WRITTEN EXERCISE = Pull out each line of the listing below that contains the string "backhoe". Case counts.

▬▬▬▬▬▬▬▬▬▬

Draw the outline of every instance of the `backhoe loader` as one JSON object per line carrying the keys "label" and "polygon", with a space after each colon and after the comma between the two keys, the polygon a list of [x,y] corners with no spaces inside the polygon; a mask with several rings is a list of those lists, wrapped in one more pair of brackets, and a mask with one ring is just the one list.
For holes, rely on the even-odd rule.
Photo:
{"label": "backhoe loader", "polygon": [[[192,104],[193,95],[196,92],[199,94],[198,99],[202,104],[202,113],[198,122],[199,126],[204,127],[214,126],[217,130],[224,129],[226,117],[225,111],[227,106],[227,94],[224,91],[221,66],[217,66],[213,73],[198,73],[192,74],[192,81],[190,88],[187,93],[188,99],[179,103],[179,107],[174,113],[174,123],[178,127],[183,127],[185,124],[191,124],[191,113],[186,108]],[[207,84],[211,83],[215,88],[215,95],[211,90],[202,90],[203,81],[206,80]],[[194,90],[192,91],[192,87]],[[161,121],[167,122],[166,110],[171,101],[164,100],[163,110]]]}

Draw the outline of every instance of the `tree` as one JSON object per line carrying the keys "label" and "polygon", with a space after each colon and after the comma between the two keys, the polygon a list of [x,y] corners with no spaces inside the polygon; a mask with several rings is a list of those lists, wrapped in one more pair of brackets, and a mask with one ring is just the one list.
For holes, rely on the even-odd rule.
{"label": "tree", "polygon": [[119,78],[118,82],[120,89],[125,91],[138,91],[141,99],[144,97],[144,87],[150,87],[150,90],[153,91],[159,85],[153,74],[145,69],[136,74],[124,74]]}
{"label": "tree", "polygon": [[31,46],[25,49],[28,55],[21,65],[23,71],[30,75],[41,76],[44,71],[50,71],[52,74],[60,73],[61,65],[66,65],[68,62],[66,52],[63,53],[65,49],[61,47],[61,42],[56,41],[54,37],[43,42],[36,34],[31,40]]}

▬▬▬▬▬▬▬▬▬▬

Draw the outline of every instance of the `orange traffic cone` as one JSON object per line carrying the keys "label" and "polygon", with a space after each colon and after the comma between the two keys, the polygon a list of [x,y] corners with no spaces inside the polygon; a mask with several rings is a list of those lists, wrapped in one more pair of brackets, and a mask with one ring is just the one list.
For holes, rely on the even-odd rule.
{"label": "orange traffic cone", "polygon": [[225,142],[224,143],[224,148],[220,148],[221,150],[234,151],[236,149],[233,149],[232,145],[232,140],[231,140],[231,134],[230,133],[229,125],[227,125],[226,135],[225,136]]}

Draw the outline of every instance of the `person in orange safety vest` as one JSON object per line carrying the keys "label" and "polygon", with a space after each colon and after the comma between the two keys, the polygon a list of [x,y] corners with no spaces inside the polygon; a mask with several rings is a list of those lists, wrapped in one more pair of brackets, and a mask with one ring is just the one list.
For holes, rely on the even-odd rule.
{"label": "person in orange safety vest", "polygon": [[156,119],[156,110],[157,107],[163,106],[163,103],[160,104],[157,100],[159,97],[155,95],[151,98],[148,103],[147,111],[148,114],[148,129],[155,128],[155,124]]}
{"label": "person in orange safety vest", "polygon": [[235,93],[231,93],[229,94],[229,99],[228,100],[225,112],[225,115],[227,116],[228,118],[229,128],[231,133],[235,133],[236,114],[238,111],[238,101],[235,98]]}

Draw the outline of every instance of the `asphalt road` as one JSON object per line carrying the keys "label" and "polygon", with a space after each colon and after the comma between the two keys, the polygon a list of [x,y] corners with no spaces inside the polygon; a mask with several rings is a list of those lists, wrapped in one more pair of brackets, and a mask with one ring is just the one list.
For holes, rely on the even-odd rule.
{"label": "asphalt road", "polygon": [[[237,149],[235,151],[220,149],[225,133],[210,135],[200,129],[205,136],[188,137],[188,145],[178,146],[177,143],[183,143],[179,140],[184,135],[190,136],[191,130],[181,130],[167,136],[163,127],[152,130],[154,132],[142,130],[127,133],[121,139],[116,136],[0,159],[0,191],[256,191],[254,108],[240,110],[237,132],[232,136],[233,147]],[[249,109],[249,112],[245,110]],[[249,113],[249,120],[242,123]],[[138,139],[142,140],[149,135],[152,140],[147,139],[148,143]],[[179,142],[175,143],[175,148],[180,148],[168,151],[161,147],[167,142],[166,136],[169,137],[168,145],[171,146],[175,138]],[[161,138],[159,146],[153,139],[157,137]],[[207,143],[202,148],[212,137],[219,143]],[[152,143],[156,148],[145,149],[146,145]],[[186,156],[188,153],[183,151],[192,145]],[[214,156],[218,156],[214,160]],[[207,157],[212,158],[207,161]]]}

▬▬▬▬▬▬▬▬▬▬

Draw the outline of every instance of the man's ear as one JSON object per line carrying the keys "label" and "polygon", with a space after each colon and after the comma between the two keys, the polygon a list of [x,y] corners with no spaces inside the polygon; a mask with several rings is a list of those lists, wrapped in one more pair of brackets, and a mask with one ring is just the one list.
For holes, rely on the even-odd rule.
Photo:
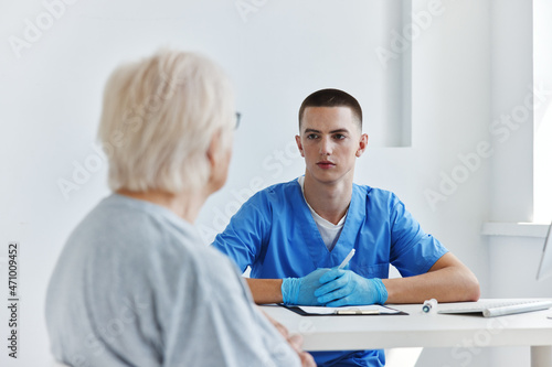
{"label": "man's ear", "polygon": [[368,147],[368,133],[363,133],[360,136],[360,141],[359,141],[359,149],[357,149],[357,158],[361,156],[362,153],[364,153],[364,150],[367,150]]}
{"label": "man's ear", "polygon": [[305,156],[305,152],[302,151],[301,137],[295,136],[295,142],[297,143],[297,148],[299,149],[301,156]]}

▬▬▬▬▬▬▬▬▬▬

CORRECT RESPONSE =
Draw the outline of every instance of the `backhoe loader` as one JSON object per line carrying the keys "label" and "polygon", with a space after each colon and after the comma between the two keys, the polygon a list of [x,y] corners with no spaces inside the polygon; a mask with several rings is a list of those lists, wrapped in one more pair of brackets, and a mask with one ring is just the one list.
{"label": "backhoe loader", "polygon": [[[192,104],[193,95],[196,92],[199,94],[198,99],[202,104],[202,113],[198,122],[199,126],[204,127],[214,126],[217,130],[224,129],[226,117],[225,111],[227,106],[227,94],[224,91],[221,66],[217,66],[213,73],[198,73],[192,74],[192,81],[190,88],[187,93],[188,99],[179,103],[179,107],[174,113],[174,123],[178,127],[183,127],[185,124],[191,124],[191,113],[186,108]],[[207,84],[211,83],[215,88],[215,95],[211,90],[202,90],[203,81],[206,80]],[[194,90],[192,91],[192,87]],[[161,121],[167,122],[166,110],[171,101],[164,100],[163,110]]]}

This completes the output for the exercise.